*WORK TO COMPLETE*
How many lines in the items below contain the word "metal"? Case counts. Reply with the number only.

*EXTRACTED DATA*
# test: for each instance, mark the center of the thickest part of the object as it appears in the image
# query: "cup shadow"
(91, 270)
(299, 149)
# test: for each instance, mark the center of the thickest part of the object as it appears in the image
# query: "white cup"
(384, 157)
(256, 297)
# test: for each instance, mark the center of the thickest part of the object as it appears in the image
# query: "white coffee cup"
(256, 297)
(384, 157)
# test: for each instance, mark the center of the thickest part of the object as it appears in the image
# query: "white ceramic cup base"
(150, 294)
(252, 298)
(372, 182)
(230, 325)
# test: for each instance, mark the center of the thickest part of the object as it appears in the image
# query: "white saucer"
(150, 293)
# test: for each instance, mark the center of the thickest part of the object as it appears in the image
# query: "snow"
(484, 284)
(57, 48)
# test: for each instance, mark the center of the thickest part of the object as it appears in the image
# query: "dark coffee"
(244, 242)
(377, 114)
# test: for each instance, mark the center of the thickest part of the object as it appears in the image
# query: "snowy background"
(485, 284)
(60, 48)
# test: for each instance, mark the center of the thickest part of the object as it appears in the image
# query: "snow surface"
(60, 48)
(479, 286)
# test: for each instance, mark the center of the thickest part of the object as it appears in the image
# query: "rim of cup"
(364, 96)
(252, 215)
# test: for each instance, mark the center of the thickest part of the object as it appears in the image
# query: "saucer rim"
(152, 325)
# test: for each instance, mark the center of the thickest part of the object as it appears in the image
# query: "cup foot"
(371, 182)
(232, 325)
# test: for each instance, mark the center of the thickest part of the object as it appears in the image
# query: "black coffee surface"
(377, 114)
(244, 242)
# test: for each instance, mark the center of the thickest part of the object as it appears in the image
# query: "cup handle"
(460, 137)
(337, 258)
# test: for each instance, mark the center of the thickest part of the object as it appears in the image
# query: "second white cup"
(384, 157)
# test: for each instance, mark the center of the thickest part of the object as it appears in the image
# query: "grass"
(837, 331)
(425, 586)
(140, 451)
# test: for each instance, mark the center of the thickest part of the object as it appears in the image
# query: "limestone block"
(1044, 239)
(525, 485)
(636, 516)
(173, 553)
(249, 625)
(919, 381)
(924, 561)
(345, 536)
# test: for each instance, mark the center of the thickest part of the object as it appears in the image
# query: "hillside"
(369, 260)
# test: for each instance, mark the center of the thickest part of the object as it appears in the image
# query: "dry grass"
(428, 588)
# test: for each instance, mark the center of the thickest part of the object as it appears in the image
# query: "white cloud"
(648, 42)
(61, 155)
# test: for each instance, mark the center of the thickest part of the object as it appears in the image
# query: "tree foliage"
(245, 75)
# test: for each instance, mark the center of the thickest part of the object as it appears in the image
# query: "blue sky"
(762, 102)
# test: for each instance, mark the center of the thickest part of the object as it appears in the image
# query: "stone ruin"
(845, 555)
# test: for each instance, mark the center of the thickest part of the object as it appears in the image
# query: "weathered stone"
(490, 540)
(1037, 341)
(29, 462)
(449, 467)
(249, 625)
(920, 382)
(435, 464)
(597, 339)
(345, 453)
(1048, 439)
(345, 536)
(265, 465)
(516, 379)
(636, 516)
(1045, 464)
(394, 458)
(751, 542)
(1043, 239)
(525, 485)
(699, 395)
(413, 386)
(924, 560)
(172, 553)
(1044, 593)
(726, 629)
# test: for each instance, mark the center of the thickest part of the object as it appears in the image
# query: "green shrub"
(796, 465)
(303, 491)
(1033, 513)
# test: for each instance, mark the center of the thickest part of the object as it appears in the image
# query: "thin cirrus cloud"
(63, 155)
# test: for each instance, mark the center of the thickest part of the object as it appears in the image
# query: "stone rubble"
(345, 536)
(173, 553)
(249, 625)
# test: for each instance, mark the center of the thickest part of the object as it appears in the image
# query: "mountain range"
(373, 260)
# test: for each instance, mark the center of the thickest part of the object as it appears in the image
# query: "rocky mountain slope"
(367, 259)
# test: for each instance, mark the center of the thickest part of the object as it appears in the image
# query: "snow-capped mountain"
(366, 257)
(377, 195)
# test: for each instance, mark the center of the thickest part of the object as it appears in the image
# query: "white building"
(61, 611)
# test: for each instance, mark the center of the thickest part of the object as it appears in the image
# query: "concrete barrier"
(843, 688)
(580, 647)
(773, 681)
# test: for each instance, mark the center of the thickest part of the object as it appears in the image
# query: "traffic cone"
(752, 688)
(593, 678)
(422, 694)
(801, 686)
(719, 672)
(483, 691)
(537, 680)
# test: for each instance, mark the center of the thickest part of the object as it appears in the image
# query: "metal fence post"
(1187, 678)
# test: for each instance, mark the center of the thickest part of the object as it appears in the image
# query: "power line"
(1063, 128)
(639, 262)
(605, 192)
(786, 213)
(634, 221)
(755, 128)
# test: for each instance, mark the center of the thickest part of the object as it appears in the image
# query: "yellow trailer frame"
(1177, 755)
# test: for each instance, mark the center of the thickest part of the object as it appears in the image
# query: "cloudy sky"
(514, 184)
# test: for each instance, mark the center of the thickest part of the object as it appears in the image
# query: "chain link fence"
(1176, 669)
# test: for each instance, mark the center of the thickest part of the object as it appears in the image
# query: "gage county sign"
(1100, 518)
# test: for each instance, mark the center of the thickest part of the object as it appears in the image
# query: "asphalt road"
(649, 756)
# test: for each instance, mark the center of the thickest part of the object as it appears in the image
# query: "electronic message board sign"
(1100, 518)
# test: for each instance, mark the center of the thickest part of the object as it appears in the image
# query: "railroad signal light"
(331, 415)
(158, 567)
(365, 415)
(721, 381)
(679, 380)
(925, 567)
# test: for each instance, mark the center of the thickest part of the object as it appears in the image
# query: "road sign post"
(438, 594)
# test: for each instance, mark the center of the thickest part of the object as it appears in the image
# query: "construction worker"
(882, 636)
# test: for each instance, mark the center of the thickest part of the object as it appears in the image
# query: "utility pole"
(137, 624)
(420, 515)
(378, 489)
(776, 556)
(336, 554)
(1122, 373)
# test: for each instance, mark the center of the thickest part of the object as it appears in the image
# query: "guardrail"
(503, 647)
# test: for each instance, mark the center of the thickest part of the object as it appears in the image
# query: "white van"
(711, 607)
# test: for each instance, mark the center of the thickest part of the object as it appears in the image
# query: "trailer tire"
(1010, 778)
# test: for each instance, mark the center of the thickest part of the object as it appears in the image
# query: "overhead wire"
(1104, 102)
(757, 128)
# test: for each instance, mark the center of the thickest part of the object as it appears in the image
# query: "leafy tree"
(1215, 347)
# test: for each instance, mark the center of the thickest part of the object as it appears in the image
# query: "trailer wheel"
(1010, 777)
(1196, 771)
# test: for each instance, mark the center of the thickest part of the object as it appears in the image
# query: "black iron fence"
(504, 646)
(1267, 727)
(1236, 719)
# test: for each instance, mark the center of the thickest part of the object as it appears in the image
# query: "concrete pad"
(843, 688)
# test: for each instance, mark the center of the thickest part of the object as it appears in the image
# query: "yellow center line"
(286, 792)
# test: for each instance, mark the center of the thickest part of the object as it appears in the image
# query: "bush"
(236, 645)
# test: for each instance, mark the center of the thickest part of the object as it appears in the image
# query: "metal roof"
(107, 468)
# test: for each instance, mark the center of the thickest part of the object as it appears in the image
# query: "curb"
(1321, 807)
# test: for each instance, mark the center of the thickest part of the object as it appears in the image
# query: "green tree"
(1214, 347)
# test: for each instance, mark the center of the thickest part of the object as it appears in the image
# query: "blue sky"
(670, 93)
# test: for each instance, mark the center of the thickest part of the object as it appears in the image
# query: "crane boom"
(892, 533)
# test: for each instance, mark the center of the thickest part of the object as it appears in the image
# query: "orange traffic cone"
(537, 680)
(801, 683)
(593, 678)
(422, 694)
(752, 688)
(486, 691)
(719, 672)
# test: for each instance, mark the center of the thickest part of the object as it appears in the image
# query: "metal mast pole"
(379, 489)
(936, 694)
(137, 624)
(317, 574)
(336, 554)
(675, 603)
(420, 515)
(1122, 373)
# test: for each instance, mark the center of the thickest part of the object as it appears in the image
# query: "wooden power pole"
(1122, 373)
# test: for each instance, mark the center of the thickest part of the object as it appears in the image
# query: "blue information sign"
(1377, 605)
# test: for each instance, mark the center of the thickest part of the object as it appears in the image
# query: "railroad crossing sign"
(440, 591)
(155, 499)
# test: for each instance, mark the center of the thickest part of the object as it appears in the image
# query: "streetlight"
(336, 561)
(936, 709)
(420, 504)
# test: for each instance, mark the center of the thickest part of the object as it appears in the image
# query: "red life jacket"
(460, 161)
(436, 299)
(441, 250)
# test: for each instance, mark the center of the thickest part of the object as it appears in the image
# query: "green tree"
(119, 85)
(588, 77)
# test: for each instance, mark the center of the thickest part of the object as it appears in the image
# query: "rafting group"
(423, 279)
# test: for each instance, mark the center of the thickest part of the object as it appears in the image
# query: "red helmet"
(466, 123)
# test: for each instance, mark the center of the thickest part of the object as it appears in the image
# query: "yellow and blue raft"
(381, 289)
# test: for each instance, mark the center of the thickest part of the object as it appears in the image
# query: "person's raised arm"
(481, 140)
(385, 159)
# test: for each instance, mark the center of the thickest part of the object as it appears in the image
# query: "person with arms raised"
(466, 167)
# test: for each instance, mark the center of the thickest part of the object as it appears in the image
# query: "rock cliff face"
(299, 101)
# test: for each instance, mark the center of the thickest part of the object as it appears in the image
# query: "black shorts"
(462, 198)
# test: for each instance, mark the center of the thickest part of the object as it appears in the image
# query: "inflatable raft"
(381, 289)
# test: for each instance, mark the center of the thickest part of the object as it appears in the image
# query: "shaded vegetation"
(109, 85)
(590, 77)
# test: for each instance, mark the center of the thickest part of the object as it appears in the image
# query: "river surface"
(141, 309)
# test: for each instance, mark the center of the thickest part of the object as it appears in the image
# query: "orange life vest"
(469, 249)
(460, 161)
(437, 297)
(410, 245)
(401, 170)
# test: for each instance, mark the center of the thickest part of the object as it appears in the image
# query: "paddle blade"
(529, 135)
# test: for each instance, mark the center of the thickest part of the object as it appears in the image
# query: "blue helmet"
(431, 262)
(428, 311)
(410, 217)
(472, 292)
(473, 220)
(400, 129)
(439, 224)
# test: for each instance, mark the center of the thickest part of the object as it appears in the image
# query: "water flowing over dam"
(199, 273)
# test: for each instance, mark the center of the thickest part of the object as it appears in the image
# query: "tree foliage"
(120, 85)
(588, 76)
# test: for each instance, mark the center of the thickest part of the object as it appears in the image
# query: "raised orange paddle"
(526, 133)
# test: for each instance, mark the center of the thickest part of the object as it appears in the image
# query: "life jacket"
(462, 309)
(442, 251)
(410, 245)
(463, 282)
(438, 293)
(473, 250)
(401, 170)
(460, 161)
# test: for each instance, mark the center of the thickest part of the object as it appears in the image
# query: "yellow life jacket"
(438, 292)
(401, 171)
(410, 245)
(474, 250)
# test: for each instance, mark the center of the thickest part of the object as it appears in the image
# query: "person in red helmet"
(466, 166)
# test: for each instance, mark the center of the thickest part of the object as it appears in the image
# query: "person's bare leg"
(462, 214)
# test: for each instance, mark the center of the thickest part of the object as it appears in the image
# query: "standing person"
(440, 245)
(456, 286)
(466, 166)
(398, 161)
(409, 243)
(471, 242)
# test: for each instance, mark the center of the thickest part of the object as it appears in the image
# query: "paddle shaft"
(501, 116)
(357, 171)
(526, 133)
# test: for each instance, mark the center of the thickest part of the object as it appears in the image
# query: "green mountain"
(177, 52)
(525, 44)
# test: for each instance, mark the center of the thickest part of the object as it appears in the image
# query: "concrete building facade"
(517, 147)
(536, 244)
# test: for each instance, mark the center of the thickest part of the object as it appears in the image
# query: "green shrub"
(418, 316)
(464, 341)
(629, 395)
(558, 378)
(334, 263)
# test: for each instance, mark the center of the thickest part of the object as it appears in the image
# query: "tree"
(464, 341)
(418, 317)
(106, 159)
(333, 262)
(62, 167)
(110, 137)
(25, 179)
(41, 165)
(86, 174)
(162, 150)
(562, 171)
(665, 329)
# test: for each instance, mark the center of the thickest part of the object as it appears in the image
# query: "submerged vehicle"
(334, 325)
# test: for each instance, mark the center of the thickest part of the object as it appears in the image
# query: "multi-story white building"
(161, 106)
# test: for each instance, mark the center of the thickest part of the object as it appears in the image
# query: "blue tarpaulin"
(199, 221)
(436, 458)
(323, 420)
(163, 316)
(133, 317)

*COMPLETE OUTPUT*
3